[Point labeling dataset excerpts]
"""

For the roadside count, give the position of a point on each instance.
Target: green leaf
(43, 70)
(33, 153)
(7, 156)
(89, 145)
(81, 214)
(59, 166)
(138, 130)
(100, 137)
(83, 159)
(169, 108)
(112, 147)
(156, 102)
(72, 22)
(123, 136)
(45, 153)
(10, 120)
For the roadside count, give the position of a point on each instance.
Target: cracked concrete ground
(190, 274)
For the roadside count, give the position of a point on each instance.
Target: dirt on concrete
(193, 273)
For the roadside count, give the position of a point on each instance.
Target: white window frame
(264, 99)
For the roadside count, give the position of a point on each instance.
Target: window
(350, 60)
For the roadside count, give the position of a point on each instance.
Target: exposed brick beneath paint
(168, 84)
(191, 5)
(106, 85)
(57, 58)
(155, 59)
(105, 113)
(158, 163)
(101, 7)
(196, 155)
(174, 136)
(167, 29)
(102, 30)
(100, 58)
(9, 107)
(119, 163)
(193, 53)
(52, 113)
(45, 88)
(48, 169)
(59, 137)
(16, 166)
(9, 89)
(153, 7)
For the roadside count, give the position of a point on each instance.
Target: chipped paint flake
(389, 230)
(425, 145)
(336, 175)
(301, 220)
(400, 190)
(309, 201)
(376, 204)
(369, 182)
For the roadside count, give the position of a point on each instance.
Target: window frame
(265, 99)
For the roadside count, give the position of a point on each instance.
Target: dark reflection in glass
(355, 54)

"""

Gather every line from the entries above that contains the word "window", and copy each one out.

Target: white window frame
Target: window
Target: window frame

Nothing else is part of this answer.